------ Input data

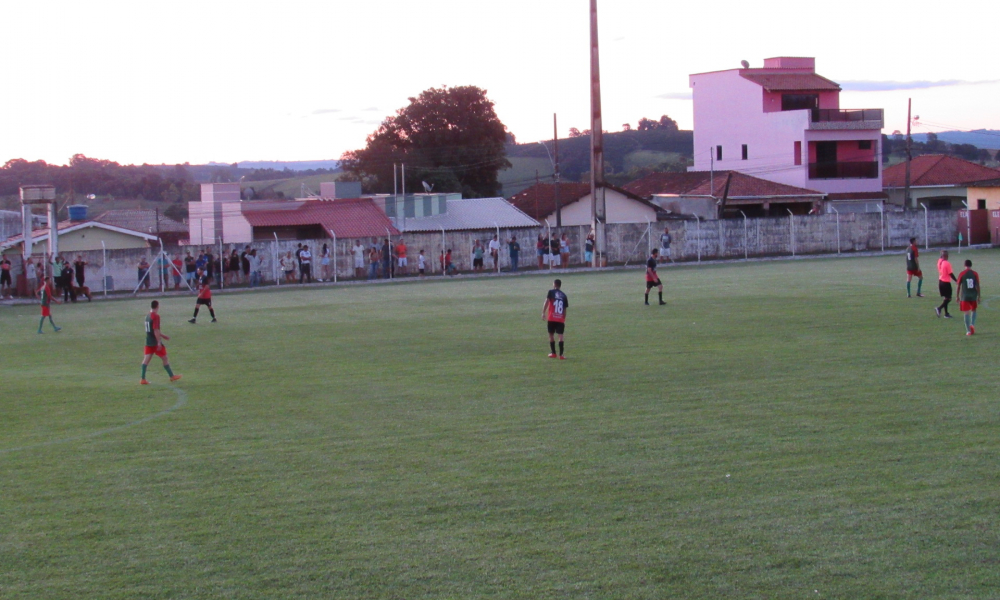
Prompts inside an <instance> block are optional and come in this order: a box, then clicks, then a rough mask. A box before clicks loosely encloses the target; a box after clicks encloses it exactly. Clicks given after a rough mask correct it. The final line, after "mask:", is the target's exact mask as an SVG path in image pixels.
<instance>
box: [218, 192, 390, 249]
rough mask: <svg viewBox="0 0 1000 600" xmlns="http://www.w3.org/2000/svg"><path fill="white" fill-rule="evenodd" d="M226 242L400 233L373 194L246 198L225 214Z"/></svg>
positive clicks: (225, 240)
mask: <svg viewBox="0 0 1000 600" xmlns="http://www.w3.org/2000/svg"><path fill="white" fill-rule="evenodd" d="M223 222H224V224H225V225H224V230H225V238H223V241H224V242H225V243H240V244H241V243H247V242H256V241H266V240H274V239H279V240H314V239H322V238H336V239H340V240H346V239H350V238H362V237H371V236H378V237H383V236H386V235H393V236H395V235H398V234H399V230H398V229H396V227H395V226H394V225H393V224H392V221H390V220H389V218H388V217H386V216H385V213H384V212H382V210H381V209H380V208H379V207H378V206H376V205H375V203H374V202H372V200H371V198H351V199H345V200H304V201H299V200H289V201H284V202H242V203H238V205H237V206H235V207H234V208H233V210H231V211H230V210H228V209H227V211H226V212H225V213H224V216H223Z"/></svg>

------------

[Job] Render every line of the records above as a JSON list of strings, one string per line, skipping blank lines. Leave the pictures out.

[Written reply]
[
  "Prompts inside an <instance> block are optional and come in this order: a box, then clicks, then a rough mask. A box before clicks loosely encloses the target; a box after clicks encloses it exactly. Clicks given after a rough mask correct it. The final line, after \"mask:\", is the target's exact mask as an SVG path in image pixels.",
  "<instance>",
  "box: [218, 192, 390, 249]",
  "rough mask: <svg viewBox=\"0 0 1000 600\" xmlns=\"http://www.w3.org/2000/svg\"><path fill=\"white\" fill-rule=\"evenodd\" d=\"M226 242L400 233L373 194L246 198L225 214Z\"/></svg>",
  "positive clicks: (225, 240)",
  "mask: <svg viewBox=\"0 0 1000 600\" xmlns=\"http://www.w3.org/2000/svg\"><path fill=\"white\" fill-rule=\"evenodd\" d=\"M223 222H224V224H225V225H224V230H225V238H223V241H224V242H225V243H240V244H241V243H247V242H256V241H266V240H274V239H279V240H314V239H322V238H336V239H340V240H346V239H350V238H362V237H371V236H378V237H383V236H386V235H393V236H395V235H398V234H399V230H398V229H396V227H395V226H394V225H393V224H392V221H390V220H389V218H388V217H386V216H385V213H384V212H382V210H381V209H380V208H379V207H378V206H376V205H375V203H374V202H372V200H371V198H351V199H345V200H304V201H299V200H289V201H284V202H242V203H238V205H237V206H235V207H234V208H233V210H231V211H230V210H228V209H227V211H226V212H225V213H224V216H223Z\"/></svg>"
]